ACTIVITY:
Line count for "shade": state how many lines of the data below include it, and output nothing more.

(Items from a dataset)
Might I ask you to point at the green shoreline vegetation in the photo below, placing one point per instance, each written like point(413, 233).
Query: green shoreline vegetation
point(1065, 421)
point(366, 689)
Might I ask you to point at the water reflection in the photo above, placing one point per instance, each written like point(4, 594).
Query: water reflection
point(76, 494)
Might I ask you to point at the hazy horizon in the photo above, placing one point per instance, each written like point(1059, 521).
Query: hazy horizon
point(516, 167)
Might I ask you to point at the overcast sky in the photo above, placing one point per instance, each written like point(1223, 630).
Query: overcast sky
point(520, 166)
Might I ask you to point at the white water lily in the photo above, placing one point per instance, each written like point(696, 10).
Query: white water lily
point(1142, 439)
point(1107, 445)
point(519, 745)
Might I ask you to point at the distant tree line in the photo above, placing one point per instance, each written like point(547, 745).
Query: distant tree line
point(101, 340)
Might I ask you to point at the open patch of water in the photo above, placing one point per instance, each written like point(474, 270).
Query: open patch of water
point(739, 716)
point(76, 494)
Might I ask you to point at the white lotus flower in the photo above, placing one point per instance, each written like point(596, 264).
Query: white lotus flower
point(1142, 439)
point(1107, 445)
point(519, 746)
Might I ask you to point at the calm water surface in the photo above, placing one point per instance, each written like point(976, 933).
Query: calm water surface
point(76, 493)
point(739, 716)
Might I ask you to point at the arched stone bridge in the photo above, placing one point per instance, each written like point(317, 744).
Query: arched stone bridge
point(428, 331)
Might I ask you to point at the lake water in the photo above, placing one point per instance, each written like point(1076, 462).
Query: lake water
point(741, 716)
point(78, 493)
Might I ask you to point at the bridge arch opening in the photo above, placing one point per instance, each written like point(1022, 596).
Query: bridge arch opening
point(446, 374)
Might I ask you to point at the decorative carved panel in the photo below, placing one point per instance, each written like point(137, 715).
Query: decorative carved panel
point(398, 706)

==

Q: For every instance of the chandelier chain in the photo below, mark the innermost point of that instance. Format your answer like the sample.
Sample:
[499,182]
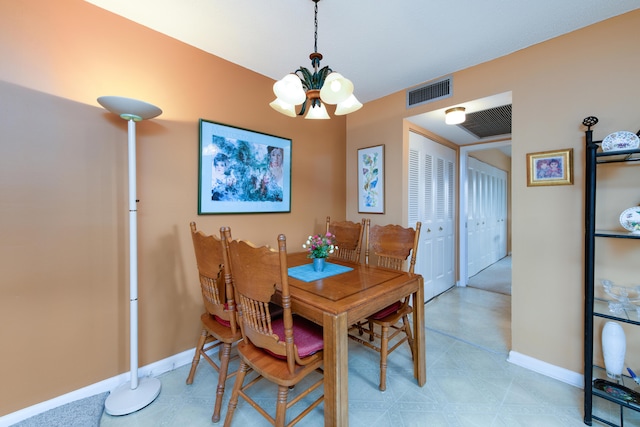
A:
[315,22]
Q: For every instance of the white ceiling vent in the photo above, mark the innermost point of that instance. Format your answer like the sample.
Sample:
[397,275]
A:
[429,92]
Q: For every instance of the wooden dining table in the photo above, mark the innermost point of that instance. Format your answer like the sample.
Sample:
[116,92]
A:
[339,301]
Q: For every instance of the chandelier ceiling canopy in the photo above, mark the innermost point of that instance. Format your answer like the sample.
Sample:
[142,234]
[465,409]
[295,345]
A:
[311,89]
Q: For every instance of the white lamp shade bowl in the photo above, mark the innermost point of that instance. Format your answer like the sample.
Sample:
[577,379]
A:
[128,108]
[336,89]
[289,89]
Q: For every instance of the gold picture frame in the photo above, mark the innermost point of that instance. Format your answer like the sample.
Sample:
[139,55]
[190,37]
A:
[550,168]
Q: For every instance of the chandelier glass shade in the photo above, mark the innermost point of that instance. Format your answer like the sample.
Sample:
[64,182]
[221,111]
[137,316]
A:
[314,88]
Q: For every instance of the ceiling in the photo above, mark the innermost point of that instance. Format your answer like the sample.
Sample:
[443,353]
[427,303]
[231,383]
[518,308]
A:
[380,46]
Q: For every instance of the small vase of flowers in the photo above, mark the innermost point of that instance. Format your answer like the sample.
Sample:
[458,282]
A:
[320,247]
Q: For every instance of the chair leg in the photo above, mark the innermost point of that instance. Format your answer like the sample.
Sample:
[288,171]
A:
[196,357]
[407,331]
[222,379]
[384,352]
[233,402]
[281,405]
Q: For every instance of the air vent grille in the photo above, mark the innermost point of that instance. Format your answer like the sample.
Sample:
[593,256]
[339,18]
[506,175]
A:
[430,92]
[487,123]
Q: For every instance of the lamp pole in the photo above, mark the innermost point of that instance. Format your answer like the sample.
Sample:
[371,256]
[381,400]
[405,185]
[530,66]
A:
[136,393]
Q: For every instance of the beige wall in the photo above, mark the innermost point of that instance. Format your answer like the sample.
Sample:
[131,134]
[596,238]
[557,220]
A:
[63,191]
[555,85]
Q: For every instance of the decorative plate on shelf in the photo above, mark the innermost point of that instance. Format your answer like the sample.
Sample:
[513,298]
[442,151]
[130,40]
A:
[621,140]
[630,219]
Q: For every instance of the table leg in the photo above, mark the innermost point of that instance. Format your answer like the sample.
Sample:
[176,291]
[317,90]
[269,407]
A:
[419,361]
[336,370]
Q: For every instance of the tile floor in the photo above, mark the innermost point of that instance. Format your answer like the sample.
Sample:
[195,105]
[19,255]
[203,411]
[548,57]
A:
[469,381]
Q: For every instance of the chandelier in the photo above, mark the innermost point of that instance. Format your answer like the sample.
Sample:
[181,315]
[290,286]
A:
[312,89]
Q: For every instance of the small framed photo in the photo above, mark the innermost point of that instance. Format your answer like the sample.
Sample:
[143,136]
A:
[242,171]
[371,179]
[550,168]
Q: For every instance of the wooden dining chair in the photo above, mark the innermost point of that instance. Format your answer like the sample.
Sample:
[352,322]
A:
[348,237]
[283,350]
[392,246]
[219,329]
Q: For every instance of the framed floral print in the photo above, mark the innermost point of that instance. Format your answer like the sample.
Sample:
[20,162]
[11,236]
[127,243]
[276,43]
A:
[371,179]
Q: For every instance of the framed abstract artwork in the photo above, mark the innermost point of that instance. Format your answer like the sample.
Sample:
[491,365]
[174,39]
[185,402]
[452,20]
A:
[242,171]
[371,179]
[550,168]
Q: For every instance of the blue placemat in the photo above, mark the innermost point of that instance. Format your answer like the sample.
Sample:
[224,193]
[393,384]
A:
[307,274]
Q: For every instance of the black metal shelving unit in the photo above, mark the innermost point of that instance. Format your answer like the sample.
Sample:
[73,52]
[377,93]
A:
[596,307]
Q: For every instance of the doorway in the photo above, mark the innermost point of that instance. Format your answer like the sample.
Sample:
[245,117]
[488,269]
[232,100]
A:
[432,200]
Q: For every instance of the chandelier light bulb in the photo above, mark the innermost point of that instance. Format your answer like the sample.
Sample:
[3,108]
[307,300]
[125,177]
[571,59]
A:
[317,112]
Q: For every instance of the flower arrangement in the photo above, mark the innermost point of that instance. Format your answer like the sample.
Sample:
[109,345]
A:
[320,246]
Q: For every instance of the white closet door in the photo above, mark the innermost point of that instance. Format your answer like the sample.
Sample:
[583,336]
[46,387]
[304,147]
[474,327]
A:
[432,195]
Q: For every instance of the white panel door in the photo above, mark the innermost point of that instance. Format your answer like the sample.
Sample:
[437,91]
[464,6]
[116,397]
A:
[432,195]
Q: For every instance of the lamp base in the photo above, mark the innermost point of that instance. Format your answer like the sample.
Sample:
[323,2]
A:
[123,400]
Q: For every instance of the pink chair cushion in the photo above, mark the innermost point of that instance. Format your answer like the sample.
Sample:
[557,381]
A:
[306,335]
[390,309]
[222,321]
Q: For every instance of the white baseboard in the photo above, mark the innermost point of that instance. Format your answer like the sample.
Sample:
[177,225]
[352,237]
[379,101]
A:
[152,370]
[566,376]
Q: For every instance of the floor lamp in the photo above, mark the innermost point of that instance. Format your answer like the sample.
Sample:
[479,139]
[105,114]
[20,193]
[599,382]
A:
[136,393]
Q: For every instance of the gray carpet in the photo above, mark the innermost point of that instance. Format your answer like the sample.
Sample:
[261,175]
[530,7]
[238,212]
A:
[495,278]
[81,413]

OUTPUT BELOW:
2